Natural-language object grounding data:
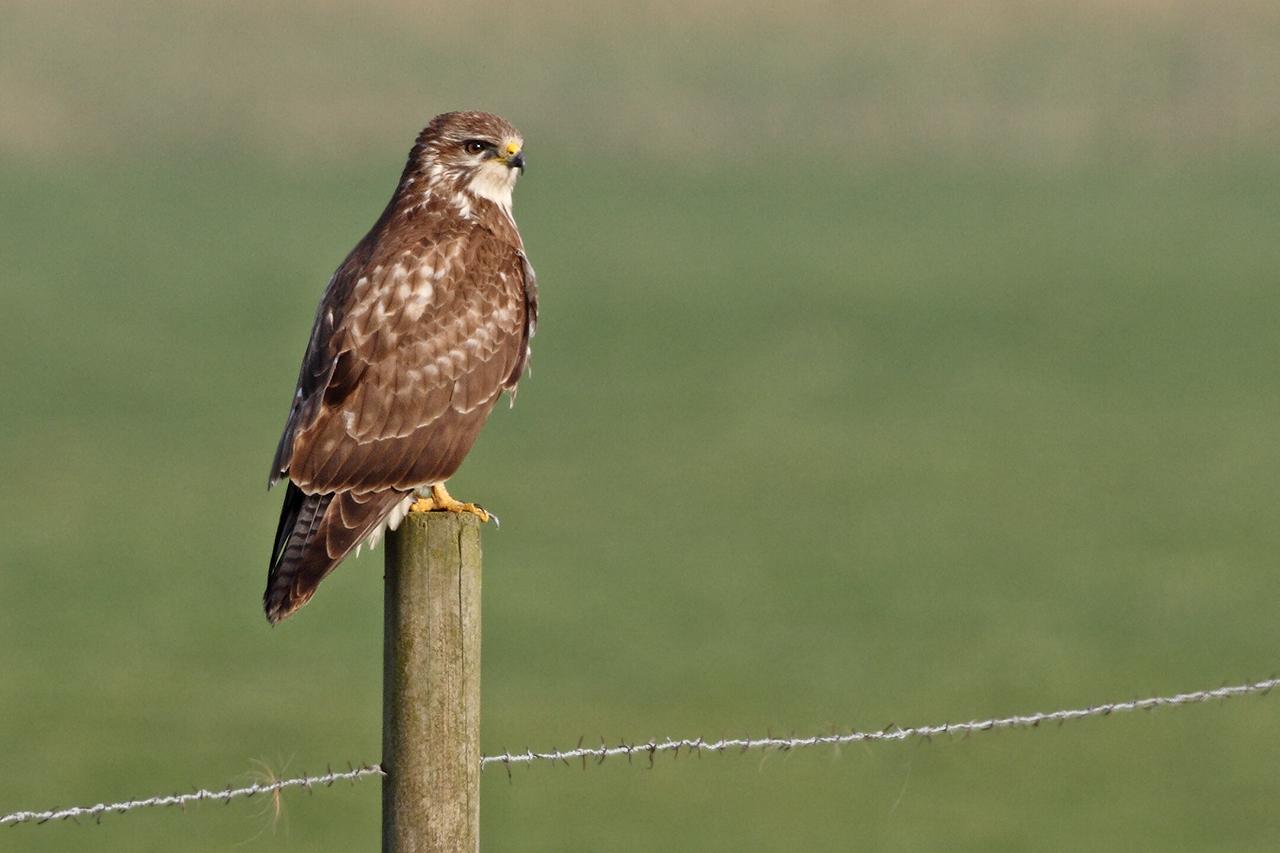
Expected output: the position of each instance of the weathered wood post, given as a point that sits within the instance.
(432, 685)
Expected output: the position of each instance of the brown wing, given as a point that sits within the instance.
(408, 352)
(430, 338)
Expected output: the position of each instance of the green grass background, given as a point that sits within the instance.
(899, 363)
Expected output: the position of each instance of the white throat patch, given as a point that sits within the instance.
(494, 182)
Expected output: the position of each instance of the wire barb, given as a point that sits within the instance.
(891, 733)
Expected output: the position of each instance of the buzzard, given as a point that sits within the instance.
(421, 328)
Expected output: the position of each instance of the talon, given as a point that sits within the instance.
(442, 501)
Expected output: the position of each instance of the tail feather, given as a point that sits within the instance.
(312, 537)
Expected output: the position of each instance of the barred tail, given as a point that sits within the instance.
(315, 533)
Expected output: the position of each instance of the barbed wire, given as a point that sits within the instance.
(652, 748)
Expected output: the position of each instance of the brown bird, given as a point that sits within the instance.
(421, 328)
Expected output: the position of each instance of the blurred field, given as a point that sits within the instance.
(899, 363)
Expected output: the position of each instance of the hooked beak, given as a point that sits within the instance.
(515, 158)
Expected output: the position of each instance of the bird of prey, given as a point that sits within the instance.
(421, 328)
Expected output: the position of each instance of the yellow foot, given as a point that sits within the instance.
(440, 501)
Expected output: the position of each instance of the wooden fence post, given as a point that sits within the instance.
(432, 685)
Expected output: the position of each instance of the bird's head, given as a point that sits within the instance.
(474, 153)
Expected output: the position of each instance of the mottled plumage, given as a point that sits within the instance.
(421, 328)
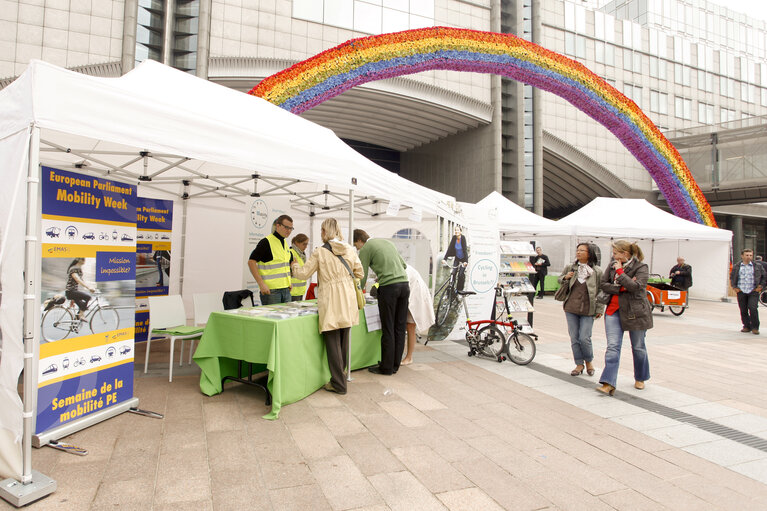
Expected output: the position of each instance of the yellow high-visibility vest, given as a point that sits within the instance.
(276, 273)
(299, 286)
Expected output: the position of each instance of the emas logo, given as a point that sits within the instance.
(58, 250)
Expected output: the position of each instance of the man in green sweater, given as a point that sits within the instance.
(382, 257)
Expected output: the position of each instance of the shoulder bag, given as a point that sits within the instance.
(564, 290)
(357, 290)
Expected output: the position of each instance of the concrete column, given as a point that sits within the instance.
(130, 13)
(167, 40)
(537, 119)
(203, 38)
(738, 240)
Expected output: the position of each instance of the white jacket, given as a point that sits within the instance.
(420, 304)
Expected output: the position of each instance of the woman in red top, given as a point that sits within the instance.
(625, 279)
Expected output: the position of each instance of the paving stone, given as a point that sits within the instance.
(468, 499)
(431, 469)
(402, 491)
(342, 483)
(369, 454)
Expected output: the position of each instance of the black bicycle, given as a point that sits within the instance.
(447, 293)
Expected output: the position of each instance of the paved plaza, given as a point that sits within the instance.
(450, 432)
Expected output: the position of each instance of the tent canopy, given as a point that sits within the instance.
(160, 123)
(636, 218)
(516, 219)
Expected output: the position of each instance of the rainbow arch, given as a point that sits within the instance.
(357, 61)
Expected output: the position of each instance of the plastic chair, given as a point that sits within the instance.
(167, 318)
(204, 304)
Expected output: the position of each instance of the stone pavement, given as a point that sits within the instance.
(451, 432)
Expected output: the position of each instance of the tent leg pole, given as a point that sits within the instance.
(185, 197)
(351, 238)
(33, 485)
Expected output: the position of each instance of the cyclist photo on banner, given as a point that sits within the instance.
(451, 279)
(74, 305)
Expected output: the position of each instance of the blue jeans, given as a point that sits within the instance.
(579, 327)
(614, 333)
(276, 296)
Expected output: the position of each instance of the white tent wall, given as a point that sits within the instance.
(14, 155)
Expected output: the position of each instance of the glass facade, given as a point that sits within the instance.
(368, 16)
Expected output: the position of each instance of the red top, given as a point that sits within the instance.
(612, 307)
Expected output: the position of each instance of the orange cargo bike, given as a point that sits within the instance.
(662, 295)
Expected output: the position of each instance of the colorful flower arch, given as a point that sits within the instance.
(328, 74)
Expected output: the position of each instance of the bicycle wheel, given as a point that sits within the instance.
(521, 348)
(443, 308)
(56, 324)
(104, 320)
(491, 340)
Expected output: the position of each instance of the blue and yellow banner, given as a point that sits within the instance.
(88, 296)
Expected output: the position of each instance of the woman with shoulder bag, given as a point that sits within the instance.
(625, 279)
(336, 299)
(581, 306)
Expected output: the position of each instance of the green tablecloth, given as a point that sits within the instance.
(291, 349)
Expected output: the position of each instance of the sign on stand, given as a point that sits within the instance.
(85, 364)
(154, 220)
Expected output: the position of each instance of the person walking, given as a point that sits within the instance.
(748, 279)
(420, 313)
(337, 301)
(269, 263)
(625, 279)
(298, 253)
(541, 263)
(681, 274)
(583, 278)
(382, 257)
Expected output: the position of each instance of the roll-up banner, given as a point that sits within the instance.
(88, 296)
(154, 219)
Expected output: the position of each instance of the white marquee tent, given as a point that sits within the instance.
(662, 236)
(172, 134)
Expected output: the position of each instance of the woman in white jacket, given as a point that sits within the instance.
(420, 314)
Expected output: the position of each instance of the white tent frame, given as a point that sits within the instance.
(58, 141)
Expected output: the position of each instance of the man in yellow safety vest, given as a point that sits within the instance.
(269, 263)
(298, 251)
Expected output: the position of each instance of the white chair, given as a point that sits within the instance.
(167, 318)
(204, 304)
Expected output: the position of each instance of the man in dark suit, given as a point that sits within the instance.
(681, 274)
(541, 264)
(747, 279)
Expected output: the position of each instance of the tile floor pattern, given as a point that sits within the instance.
(454, 433)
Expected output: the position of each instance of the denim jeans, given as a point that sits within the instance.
(276, 296)
(579, 327)
(614, 333)
(749, 309)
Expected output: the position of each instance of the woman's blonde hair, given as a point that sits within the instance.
(330, 230)
(631, 248)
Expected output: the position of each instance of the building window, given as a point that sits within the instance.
(367, 16)
(683, 108)
(705, 113)
(658, 102)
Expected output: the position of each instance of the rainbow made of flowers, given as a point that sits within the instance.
(328, 74)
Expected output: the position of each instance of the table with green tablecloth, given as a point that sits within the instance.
(291, 349)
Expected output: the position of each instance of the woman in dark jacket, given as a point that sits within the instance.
(583, 278)
(625, 279)
(458, 249)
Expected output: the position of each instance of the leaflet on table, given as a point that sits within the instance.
(88, 256)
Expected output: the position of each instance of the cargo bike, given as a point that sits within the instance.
(662, 295)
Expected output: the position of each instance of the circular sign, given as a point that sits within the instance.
(259, 213)
(484, 275)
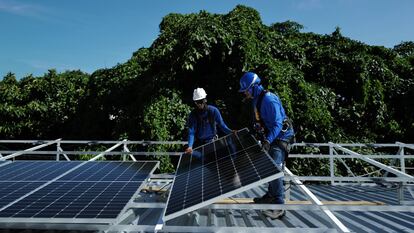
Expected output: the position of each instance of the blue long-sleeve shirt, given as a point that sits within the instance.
(204, 130)
(272, 113)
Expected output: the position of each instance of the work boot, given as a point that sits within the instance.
(274, 214)
(265, 199)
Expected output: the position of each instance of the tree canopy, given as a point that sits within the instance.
(334, 88)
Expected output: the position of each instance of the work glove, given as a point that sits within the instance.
(189, 150)
(266, 145)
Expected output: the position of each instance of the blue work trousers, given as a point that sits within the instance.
(276, 188)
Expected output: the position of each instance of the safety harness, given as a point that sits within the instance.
(261, 131)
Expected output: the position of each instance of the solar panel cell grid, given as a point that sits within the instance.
(75, 200)
(11, 191)
(111, 171)
(93, 190)
(217, 169)
(34, 170)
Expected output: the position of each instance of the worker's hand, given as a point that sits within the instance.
(266, 145)
(189, 150)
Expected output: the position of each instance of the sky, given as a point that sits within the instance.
(86, 35)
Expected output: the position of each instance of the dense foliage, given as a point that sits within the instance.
(333, 87)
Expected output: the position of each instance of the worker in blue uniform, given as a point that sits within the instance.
(276, 133)
(203, 122)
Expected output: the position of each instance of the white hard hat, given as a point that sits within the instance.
(199, 94)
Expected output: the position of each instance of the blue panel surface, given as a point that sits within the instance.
(92, 190)
(111, 171)
(74, 200)
(218, 168)
(11, 191)
(35, 170)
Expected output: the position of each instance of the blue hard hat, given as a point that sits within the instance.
(248, 80)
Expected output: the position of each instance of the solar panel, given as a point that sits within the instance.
(98, 190)
(217, 170)
(75, 200)
(35, 170)
(111, 171)
(11, 191)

TASK ITEM:
Repeat the lines above, from the one containing "solar panel, given" to the final line, word for word and with nothing else.

TASK SOLUTION:
Expected output: the position of each instance of the solar panel, given as a point that sits within the instance.
(98, 190)
(217, 170)
(75, 200)
(35, 170)
(111, 171)
(11, 191)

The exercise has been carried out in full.